PROVIDED MATERIAL:
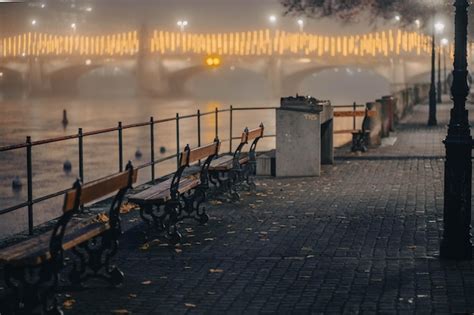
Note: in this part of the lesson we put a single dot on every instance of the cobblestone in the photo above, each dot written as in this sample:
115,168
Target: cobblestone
362,238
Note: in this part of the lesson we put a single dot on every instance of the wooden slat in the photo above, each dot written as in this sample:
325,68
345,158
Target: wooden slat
200,153
95,190
346,131
255,133
36,250
224,163
161,191
358,113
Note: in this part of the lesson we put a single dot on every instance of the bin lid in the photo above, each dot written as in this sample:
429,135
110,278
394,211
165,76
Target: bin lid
303,104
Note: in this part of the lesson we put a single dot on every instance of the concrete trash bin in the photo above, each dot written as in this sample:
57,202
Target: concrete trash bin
304,136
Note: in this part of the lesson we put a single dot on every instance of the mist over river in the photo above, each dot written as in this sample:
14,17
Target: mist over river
103,103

AIM OF THE EXERCISE: In your answer, set down the full listing word for word and include no pictures.

RESULT FOR THIS TASK:
Note: in this part of the lesson we put a single dot on every instance of the cobblestone in the photo above, each dot written as in this sample:
115,168
Target: cobblestone
362,238
Note: in this part of the lesson we put a single dot on every instance of the wooden slat in the photo above, each dot written as in this sample:
325,68
345,158
Target: wooden slat
200,153
95,190
346,131
255,133
36,250
224,163
161,191
358,113
Note: in this part of the lesson we put a single dot on every instance of the bin lid in the photo above, each dot written as in this sample:
429,135
110,278
394,211
165,76
Target: bin lid
303,104
Note: in this part of the lesson we put a single dot on every instance of the concrete trash bin in the photo above, each dot written as in this sample:
57,202
Target: concrete trash bin
304,136
Note: in this part of the lesson we put a single dot on every instance of the mist over river in the photo above, each dot written as in this sample:
14,17
Target: mist over river
103,103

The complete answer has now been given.